Labeled-object pointing entries:
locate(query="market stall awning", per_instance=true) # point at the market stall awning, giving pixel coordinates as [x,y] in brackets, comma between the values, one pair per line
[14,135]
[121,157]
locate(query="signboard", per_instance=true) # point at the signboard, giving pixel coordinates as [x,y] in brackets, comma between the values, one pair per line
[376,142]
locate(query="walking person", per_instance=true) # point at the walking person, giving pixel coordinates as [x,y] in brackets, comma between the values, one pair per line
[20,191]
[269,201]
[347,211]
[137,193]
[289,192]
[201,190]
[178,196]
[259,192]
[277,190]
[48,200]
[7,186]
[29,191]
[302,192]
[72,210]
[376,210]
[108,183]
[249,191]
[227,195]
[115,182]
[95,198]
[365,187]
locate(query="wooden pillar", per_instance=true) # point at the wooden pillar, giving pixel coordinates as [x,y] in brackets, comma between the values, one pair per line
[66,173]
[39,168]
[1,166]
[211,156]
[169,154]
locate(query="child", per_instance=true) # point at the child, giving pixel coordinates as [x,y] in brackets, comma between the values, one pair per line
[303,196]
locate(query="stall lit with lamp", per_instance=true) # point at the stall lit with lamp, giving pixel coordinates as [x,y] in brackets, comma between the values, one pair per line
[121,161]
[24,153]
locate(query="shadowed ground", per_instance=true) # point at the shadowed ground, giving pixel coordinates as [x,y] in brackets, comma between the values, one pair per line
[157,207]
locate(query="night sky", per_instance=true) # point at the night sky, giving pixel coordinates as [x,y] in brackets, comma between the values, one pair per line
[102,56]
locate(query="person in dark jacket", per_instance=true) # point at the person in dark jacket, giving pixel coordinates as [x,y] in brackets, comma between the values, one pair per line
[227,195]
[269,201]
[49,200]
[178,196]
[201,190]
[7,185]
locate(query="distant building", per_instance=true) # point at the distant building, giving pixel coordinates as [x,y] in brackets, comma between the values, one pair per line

Task prompt:
Extract the whole listing, character for character.

Written response:
locate(query="market stall awning", per_instance=true) # point at the market stall awning, giving pixel coordinates as [x,y] in brackets, comma between the values, one pair per line
[14,135]
[121,157]
locate(query="signboard", per_instance=true) # point at the signboard, giving pixel coordinates as [x,y] in brackets, comma between the values, one pair per line
[376,142]
locate(query="walking person", per_instance=true) # point at the walking person, giving pixel coordinates as [x,y] in brackets, comma between the values, one pair per line
[20,191]
[269,201]
[347,211]
[137,193]
[289,192]
[201,190]
[178,196]
[259,192]
[277,190]
[48,200]
[7,186]
[29,191]
[302,192]
[72,210]
[376,210]
[108,183]
[249,191]
[227,195]
[115,182]
[95,198]
[365,187]
locate(query="wooden pillar", per_instance=true) # point at the wooden pillar, giving pixel coordinates as [x,y] in brackets, comma between the values, one pair per line
[66,173]
[39,168]
[1,166]
[211,156]
[169,154]
locate(query="child", per_instance=true) # point at the child, giving pixel coordinates as [x,y] in brackets, comma between the values, one pair per line
[303,196]
locate(query="stall lit with lamp", per_instance=true) # point at the stall lit with lamp, giving pixel coordinates as [x,y] in brackets, comma between the values, one pair per line
[121,161]
[24,153]
locate(query="shadowed ground", per_instance=true) # point at the shadowed ground, giving pixel coordinates as [x,y] in brackets, comma between the values, one pair per line
[157,207]
locate(query="night sky", per_instance=true) # point at the night sky, giving pixel coordinates as [x,y] in brackets, comma between the values, one pair per line
[102,56]
locate(query="person in dark jacket", per_instance=true) # point at the person in dark jacket, giving pixel coordinates as [x,y] in brackets, comma between the values, one pair per line
[227,195]
[269,201]
[49,200]
[178,196]
[201,190]
[7,185]
locate(query="distant building", per_instance=true) # point at the distant building, giving pixel coordinates as [x,y] in brackets, comma between the values, one pair per line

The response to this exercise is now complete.